++++ Document section ++++

The next step is to make constraints such as non-emptiness part of the datatype itself. This capability is provided through inductive families in Coq , which are a similar concept to the generalization of algebraic datatypes to GADTs in functional languages like Haskell . Families provide a way to associate to each constructor a different type, making it possible to give specific information about a value in its type.

Equality

The alma mater of inductive families is the propositional equality eq defined as:
Inductive eq (A : Type) (x : A) : A -> Prop :=
eq_refl : eq A x x.

Equality is a polymorphic relation on A. (The Prop sort (or kind) categorizes propositions, while the Set sort, equivalent to in Haskell categorizes computational types.) Equality is parameterized by a value x of type A and indexed by another value of type A. Its single constructor states that equality is reflexive, so the only way to build an object of eq x y is if x ~= y, that is if x is definitionally equal to y.

++++ Dataset excerpts ++++

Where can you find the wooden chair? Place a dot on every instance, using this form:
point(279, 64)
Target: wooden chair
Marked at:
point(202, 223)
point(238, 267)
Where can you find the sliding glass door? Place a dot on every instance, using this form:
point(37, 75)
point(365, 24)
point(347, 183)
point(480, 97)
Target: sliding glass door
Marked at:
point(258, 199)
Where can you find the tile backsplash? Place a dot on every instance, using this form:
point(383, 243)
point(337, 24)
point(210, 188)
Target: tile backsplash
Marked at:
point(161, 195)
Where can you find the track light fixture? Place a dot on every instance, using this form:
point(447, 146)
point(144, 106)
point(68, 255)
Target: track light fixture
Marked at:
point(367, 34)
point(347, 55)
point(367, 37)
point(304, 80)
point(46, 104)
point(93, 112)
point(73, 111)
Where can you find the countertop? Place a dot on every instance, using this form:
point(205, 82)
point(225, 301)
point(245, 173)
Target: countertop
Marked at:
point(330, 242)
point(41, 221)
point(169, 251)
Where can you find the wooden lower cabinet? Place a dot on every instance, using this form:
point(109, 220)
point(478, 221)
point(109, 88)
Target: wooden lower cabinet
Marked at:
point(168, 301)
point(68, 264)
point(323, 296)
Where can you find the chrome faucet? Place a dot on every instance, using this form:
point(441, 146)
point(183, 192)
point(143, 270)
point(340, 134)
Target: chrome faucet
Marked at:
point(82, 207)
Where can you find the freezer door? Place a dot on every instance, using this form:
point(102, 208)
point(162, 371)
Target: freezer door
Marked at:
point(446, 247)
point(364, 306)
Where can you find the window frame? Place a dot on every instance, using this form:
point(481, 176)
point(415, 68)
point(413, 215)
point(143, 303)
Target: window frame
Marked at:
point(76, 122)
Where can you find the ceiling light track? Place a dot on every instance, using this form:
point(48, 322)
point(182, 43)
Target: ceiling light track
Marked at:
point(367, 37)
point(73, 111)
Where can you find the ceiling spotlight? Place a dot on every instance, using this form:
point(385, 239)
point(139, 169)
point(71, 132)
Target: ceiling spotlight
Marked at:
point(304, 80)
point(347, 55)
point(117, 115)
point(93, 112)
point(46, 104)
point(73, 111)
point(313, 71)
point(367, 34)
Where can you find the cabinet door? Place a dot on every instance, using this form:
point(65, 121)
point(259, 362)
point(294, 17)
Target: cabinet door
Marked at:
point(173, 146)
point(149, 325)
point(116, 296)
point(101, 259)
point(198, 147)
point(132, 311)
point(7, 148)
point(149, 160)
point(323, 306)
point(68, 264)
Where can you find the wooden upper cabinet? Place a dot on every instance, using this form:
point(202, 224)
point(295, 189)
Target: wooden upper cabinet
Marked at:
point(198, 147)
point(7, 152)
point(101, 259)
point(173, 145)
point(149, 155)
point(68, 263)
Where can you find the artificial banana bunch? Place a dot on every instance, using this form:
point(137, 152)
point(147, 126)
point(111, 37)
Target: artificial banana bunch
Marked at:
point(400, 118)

++++

**Requests**
**A)** In the excerpt on Coq inductive families, what does the single constructor of eq state?
**B)** Go on with the excerpt on Coq inductive families, starting after its last sentence.
The records come from a separate source.

**Results in order**
**A)** It states that equality is reflexive.

**B)**
Now what is the elimination principle associated to this inductive family? It is the good old Leibniz substitution principle:
forall (A : Type) (x : A) (P : A -> Type), P x -> forall y : A, x = y -> P y

Provided a proof that x = y, we can create on object of type P y from an existing object of type P x. This substitution principle is enough to show that equality is symmetric and transitive. For example we can use pattern-matching on equality proofs to show:

Equations eqt {A} (x y z : A) (p : x = y) (q : y = z) : x = z :=
eqt x ?(x) ?(x) eq_refl eq_refl := eq_refl.

Let us explain the meaning of the non-linear patterns here that we slipped through in the equal example. By pattern-matching on the equalities, we have unified x, y and z, hence we determined the values of the patterns for the variables to be x. The ?(x) notation is essentially denoting that the pattern is not a candidate for refinement, as it is determined by another pattern. This particular patterns are called "inaccessible". When they are variables the inaccessibility annotation is optional.

Indexed datatypes

Functions on vectors provide more striking examples of this situation. The vector family is indexed by a natural number representing the size of the vector: [ Inductive vector (A : Type) : nat -> Type := | Vnil : vector A O | Vcons : A -> forall n : nat, vector A n -> vector A (S n) ]

The empty vector Vnil has size O while the cons operation increments the size by one. Now let us define the usual map on vectors:

Arguments Vector.nil {A}.
Arguments Vector.cons {A} a {n} v : rename.

Notation vector := Vector.t.
Notation Vnil := Vector.nil.
Notation Vcons := Vector.cons.

Equations vmap {A B} (f : A -> B) {n} (v : vector A n) :
vector B n :=
vmap f (n:=?(0)) Vnil := Vnil ;
vmap f (Vcons a v) := Vcons (f a) (vmap f v).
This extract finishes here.